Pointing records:

·····

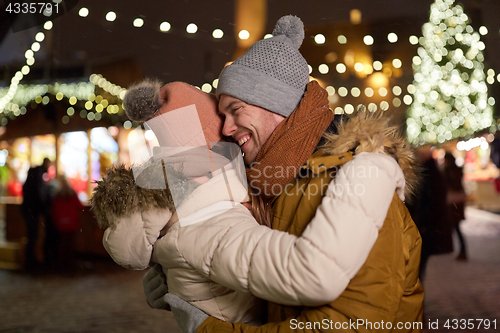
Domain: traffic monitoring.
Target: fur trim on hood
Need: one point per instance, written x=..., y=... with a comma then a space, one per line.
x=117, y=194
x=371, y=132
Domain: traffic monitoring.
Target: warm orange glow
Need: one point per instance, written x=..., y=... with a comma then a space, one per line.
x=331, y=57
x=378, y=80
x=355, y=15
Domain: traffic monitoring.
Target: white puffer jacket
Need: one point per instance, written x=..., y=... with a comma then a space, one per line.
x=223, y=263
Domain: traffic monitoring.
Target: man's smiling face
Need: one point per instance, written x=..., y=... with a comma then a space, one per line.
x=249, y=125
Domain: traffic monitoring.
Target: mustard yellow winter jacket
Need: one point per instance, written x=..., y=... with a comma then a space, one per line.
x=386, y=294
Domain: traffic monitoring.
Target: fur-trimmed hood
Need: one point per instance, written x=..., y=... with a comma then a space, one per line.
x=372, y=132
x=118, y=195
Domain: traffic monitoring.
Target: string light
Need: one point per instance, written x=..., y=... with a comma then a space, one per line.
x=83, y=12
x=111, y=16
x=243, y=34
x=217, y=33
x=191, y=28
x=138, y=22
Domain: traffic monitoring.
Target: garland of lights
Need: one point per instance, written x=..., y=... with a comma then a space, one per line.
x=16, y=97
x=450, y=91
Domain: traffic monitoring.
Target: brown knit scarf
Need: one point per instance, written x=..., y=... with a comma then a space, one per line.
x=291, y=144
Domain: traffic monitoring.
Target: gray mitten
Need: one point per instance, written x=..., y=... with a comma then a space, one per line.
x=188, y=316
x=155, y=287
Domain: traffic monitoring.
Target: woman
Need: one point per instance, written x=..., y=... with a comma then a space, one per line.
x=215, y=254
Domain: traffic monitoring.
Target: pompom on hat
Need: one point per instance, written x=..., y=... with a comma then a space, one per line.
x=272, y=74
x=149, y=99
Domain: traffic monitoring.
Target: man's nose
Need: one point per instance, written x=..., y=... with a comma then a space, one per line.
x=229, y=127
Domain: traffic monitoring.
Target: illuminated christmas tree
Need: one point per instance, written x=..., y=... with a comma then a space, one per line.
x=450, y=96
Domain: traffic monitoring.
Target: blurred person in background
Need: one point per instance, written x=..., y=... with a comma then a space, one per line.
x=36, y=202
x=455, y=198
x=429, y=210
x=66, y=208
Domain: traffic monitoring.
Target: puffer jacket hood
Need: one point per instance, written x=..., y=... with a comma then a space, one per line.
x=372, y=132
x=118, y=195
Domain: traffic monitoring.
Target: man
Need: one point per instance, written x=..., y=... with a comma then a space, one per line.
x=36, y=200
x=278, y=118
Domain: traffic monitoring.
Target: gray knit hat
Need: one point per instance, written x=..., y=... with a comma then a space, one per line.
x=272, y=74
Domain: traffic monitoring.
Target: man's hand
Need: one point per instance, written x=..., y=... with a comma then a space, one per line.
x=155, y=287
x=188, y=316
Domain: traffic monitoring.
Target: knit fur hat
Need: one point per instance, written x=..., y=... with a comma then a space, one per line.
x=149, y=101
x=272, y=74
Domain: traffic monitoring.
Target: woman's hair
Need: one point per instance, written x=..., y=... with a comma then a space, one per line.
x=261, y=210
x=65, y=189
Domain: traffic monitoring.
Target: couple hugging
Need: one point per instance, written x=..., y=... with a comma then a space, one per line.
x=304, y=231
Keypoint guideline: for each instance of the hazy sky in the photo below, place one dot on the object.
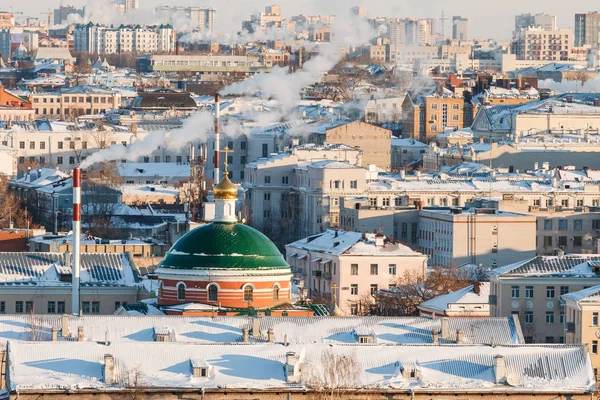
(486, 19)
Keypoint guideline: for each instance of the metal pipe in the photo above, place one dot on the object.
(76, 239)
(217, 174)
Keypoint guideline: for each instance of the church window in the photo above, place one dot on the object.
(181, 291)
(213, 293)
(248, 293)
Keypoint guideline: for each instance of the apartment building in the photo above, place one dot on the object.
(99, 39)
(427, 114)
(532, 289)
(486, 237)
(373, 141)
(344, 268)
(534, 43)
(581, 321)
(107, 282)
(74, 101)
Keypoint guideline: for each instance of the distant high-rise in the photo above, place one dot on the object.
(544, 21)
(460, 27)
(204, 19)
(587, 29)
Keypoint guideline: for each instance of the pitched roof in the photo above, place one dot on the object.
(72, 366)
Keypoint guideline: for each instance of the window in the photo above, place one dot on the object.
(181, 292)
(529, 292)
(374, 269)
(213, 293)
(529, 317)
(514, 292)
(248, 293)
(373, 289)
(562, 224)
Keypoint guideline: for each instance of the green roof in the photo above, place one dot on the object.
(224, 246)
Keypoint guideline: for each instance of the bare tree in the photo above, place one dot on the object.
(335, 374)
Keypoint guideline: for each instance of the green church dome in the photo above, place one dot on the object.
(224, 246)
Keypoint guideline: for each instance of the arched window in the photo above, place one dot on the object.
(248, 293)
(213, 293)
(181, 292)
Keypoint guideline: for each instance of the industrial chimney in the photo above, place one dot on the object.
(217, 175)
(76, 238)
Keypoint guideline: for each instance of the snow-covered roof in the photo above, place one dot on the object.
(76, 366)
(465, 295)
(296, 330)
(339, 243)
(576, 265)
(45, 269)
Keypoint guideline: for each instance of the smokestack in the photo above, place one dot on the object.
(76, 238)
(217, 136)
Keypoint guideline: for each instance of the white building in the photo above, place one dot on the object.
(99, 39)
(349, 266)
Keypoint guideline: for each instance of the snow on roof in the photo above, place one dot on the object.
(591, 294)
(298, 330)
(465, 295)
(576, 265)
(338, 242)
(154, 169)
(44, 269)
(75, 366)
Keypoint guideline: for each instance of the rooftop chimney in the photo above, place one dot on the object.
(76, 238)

·····

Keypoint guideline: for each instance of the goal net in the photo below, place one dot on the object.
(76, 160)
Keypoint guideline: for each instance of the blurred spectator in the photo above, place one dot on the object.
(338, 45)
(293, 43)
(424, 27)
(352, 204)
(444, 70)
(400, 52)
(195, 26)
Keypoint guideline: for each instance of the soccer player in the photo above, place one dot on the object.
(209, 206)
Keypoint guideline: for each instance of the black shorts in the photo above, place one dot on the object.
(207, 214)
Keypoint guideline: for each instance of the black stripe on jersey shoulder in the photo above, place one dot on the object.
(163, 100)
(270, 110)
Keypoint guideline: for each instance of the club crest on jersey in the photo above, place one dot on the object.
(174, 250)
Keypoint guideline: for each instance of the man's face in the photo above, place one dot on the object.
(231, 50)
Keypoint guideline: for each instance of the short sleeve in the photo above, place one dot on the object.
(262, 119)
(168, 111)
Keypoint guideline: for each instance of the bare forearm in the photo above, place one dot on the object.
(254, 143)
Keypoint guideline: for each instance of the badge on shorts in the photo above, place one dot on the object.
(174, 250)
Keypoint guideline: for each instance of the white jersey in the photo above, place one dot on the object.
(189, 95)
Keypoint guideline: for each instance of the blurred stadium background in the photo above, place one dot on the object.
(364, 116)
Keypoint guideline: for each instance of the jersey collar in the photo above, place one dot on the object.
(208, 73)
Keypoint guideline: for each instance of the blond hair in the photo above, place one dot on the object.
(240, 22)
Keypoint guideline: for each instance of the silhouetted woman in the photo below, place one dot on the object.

·····

_Challenge:_ Count the lines in the items above that contain the string "woman". Reply with the number alone.

_Result:_ 3